##### Data #####

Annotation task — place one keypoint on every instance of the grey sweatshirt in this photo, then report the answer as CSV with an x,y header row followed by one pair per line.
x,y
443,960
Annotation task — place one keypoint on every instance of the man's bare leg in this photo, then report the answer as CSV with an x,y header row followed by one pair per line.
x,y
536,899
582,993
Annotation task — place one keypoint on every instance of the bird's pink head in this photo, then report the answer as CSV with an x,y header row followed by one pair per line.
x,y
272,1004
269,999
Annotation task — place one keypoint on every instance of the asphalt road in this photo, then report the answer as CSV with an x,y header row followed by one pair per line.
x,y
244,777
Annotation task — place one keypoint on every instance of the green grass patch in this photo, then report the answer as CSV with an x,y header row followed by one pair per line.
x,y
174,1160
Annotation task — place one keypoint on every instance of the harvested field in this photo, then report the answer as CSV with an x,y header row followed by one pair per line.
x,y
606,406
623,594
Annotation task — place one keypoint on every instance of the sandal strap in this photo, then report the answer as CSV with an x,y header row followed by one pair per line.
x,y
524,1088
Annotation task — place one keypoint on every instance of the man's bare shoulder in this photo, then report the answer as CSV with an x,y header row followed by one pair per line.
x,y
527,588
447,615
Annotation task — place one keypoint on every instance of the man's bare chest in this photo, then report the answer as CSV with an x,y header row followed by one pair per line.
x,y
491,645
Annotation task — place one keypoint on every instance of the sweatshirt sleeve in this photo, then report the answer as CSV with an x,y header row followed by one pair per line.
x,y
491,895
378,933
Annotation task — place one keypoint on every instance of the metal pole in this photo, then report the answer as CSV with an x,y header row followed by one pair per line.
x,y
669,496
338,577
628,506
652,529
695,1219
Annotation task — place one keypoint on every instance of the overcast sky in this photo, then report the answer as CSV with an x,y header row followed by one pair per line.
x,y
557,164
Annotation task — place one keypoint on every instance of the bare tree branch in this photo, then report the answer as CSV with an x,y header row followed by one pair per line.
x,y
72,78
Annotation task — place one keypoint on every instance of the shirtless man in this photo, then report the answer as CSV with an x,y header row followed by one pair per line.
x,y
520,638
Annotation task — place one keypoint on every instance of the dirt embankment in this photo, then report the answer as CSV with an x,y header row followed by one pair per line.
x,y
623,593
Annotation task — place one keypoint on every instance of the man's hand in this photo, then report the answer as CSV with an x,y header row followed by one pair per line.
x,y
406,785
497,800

#####

* _Work required_:
Having read the records, return each one exactly.

* _Response for this exercise_:
Annotation task — place one keypoint on every instance of the grey sweatshirt in this photo, then report the answer as CSV with an x,y header row followed by one pair per line.
x,y
443,960
Annotation task — place one keypoint on every instance of the man's bare leg in this photo, then report the answer as CSV with an x,y header row followed by one pair per line.
x,y
536,899
582,993
Annotation task — place one keypoint on every instance of the bird's pink head in this photo, then report the answer as CSV with an x,y header row followed by one pair per line.
x,y
272,1004
269,999
Annotation task — place one keypoint on every instance of the asphalt road in this photo, then report the answer as CSV with an x,y header row followed by one pair per line.
x,y
244,777
Annotation task — place one keypoint on every instance of the green grass patch in this photo, then report the answer as CSV with an x,y header row followed by one pair per line.
x,y
174,1160
Annotation task — place one keypoint on every instance of the harvested field in this photo, then report the answer as CSV with an x,y header row followed by one pair per line.
x,y
606,406
623,594
Annotation task — place one keypoint on every instance of the sandal strap in this photo, then report the answer as CSV with an x,y header row followed by one pair per line.
x,y
524,1088
Annotation task — place one keypoint on every instance of the man's bare shoulder in this photo, then report the answer as CSV with an x,y header row followed by one pair per line.
x,y
527,588
447,615
Annotation task — place one keypoint on every instance of the man's bare chest in this photo, then report the answer as CSV with an x,y header row followed by one pair per line.
x,y
491,645
Annotation task — place one keypoint on every instance of the sweatshirt sleeve in this photo, then report the answer as CSV with an x,y header row followed by one pair per line.
x,y
491,895
378,933
Annotation task — place one keypoint on every instance of the metal pole in this photo, then report the answer as CSV with an x,y header row followed by one pair per line.
x,y
669,496
338,577
628,506
652,529
695,1219
Annotation task — place one keypoint on every instance of the overcast sky in this photo, then report the answer as CSV with an x,y header row followed by one pair per line.
x,y
557,164
Annotation task — place one keypoint on every instance of the bare tree branch in this photo, then report the answer as CSV with an x,y header row followed by one pair per line.
x,y
72,78
Annotation task — place one keypoint on every instance of the shirtless man in this photo, then report the answer as CSV with an x,y header row followed by one pair per line.
x,y
520,638
Annotation task — place one keypoint on every instance of the dirt embankment in this photo, then report the answer as CSV with an x,y header row followed by one pair per line.
x,y
623,593
Annotation task — place one keypoint on every instance of the man's hand in this photo, then report the answer as CSV with an x,y header row followed by one pair per line.
x,y
406,785
497,800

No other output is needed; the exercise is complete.